__Job__. Before the data listing, reproduce verbatim the part of the press release on the Canadian Pacific Railway upgrade that begins with the words containing "Transportation" and ends with "the medium term.".

__Extract__.
Press Release

DBRS Upgrades Canadian Pacific Railway to BBB (high), Trends Stable

Transportation
October 27, 2014

DBRS has today upgraded the Issuer Rating of Canadian Pacific Railway Company (CP or the Company) as well as the Company’s Unsecured Debentures and Medium-Term Notes ratings to BBB (high). The trends on all ratings are Stable. DBRS upgraded CP to BBB in June 5, 2014, and maintained a Positive trend on all ratings noting that it could further upgrade the Company should it maintain similar or improving levels of operational efficiency and financial metrics. The present rating action reflects our view that the Company’s performance has strengthened measurably as evidenced by the recently reported Q3 2014 results, which were above DBRS expectations. Additionally, DBRS’s view is that the rail industry fundamentals have improved, which should support favourable results in the medium term.

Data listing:
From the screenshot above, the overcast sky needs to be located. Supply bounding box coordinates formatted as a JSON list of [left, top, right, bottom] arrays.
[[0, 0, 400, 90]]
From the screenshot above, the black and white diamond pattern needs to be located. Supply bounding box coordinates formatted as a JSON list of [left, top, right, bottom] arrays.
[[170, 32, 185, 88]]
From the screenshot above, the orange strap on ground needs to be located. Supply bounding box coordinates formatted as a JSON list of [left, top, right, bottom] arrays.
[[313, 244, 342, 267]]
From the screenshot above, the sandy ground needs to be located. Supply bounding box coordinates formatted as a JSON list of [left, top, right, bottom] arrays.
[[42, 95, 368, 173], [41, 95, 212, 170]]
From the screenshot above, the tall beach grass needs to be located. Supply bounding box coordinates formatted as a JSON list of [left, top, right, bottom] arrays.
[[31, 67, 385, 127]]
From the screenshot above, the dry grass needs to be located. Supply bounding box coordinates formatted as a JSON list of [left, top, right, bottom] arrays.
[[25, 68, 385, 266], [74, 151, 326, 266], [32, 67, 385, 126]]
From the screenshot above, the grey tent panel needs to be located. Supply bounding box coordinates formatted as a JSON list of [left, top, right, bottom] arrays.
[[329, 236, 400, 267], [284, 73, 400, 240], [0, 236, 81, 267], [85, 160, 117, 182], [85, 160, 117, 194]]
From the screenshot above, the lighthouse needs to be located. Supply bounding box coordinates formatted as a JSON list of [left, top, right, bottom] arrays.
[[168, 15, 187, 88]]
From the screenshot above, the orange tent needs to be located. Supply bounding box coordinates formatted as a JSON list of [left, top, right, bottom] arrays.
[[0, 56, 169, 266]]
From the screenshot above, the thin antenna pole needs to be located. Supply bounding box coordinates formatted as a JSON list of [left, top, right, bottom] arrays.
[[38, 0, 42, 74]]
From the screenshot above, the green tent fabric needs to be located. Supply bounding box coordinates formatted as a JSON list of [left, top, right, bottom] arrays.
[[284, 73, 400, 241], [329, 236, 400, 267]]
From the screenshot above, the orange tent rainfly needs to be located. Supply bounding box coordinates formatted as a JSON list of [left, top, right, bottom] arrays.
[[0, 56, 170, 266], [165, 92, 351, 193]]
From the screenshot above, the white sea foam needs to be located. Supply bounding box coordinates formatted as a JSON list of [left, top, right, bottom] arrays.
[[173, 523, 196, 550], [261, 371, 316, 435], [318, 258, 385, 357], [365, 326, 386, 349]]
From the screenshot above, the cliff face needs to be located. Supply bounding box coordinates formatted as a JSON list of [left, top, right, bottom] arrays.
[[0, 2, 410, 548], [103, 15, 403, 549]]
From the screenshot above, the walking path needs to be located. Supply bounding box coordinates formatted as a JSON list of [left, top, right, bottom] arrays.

__Problem solution__.
Transportation
October 27, 2014

DBRS has today upgraded the Issuer Rating of Canadian Pacific Railway Company (CP or the Company) as well as the Company’s Unsecured Debentures and Medium-Term Notes ratings to BBB (high). The trends on all ratings are Stable. DBRS upgraded CP to BBB in June 5, 2014, and maintained a Positive trend on all ratings noting that it could further upgrade the Company should it maintain similar or improving levels of operational efficiency and financial metrics. The present rating action reflects our view that the Company’s performance has strengthened measurably as evidenced by the recently reported Q3 2014 results, which were above DBRS expectations. Additionally, DBRS’s view is that the rail industry fundamentals have improved, which should support favourable results in the medium term.